→ **Provided text**

============

DEER measures the amplitude of a spin echo as a function of the position of one or more pump pulses. The magnetic dipole–dipole coupling between spins leads to a modulation of the echo amplitude whose frequency is dependent on the magnitude of the coupling. The majority of DEER experiments are conducted on samples of dilute and uniformly distributed spin pairs on doubly labeled molecules or complexes. These samples give rise to an overall signal that is a product of an oscillatory intramolecular signal and an exponentially decaying intermolecular signal (Fig. 1a). The latter is often referred to as the background signal.

The behavior of the spins depends upon the temperature and magnetic field, which together determine the magnitude of thermal polarization (Fig. 1b). DEER spectroscopy using nitroxide radicals is often conducted at 50–70 K and 0.3–1.2 T. Under these experimental conditions, the Zeeman interactions are smaller than the thermal energy, and consequently the thermal spin polarization is small. Larger-than-thermal polarization can be generated utilizing photo-excited molecular triplet states (Di Valentin et al.2016; Dal Farra et al.2020; Krumkacheva et al.2019) or optical pumping in NV centers, which have a triplet ground state (Takahashi et al.2008; Stepanov and Takahashi2016; Sushkov et al.2014; Shi et al.2015). Non-thermal spin polarizations are known to lead to out-of-phase electron spin echo amplitude modulation (OOP-ESEEM) in spin-correlated radical pairs (Salikhov et al.1992; Tang et al.1994).

============

→ **Supplied information**
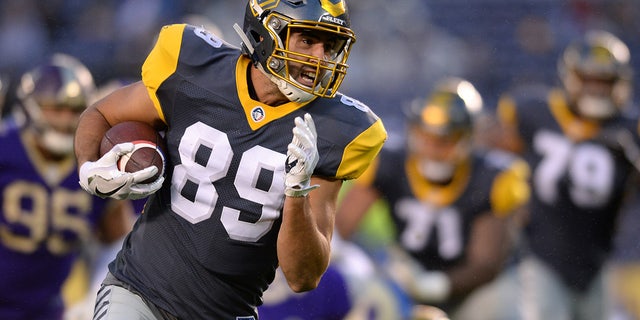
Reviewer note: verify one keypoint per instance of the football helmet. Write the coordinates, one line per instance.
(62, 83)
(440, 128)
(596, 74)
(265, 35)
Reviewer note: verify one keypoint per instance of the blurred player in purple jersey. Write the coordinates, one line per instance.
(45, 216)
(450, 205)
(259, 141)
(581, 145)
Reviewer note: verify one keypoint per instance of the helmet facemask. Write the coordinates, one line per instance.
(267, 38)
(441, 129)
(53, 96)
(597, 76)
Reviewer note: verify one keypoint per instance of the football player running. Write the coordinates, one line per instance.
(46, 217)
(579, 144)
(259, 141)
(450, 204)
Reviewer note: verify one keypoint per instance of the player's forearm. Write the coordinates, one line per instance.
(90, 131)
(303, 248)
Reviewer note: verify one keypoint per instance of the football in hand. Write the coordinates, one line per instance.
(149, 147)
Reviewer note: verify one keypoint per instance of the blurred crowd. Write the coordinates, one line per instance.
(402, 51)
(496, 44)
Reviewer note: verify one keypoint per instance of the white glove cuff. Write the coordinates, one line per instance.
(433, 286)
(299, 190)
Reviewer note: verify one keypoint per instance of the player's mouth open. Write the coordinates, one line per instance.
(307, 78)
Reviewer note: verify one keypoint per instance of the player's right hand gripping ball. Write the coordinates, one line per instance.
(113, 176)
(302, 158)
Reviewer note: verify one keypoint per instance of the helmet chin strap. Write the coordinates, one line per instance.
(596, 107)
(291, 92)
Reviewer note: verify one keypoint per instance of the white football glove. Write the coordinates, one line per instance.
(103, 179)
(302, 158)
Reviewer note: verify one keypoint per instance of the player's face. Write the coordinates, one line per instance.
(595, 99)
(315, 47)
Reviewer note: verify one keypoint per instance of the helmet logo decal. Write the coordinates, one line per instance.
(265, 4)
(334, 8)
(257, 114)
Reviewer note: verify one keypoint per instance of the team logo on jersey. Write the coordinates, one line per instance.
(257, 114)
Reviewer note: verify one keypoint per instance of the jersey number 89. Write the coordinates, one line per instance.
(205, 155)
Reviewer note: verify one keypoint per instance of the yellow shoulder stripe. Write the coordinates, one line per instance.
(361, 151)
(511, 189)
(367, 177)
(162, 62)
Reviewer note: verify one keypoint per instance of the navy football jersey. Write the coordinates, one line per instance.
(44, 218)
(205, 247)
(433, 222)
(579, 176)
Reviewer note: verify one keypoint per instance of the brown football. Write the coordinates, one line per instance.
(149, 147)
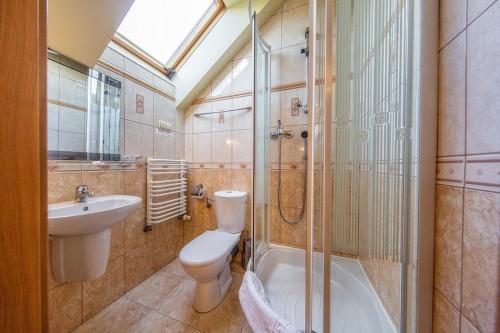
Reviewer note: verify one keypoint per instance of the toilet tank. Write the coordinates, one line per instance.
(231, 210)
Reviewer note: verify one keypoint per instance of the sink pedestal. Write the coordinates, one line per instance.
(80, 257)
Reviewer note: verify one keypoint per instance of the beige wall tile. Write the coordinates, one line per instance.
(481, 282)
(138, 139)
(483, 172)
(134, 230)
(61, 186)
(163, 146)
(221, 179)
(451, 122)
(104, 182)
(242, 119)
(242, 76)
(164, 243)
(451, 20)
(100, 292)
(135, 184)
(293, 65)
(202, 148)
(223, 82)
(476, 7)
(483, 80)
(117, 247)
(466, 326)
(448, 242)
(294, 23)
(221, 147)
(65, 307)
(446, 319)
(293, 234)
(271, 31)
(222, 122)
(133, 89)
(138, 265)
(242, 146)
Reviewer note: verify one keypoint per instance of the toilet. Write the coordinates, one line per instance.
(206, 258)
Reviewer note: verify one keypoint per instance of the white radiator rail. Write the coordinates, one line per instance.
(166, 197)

============

→ **What to do**
1/ From the DEER passage, extract the stretch from "DEER measures the" through "the background signal.".
2/ Rewrite the stretch of the listing from the line containing "tank. Write the coordinates, one line per instance." through the end of the listing, replacing "beige" with "tan" and leaving everything else unchanged. Give only those lines.

→ **Answers**
1/
DEER measures the amplitude of a spin echo as a function of the position of one or more pump pulses. The magnetic dipole–dipole coupling between spins leads to a modulation of the echo amplitude whose frequency is dependent on the magnitude of the coupling. The majority of DEER experiments are conducted on samples of dilute and uniformly distributed spin pairs on doubly labeled molecules or complexes. These samples give rise to an overall signal that is a product of an oscillatory intramolecular signal and an exponentially decaying intermolecular signal (Fig. 1a). The latter is often referred to as the background signal.

2/
Reviewer note: verify one keypoint per instance of the toilet tank. Write the coordinates, one line per instance.
(231, 210)
Reviewer note: verify one keypoint per instance of the sink pedestal. Write the coordinates, one line per instance.
(80, 257)
Reviewer note: verify one keypoint per instance of the tan wall tile. Write the coordinates, one line per instance.
(481, 282)
(138, 139)
(483, 172)
(134, 230)
(61, 186)
(163, 146)
(221, 179)
(451, 122)
(104, 182)
(242, 119)
(242, 76)
(164, 243)
(451, 20)
(100, 292)
(135, 184)
(293, 65)
(202, 148)
(223, 82)
(476, 7)
(483, 80)
(117, 247)
(466, 326)
(448, 242)
(294, 23)
(221, 147)
(65, 307)
(446, 319)
(293, 234)
(271, 31)
(222, 122)
(133, 89)
(138, 265)
(242, 146)
Reviewer note: verify one keypoint per instance of the toilet. Write the coordinates, one line per instance.
(206, 258)
Reviewer note: verify one keypoint per instance of the white radiator rail. Write the coordinates, one line per instance.
(166, 197)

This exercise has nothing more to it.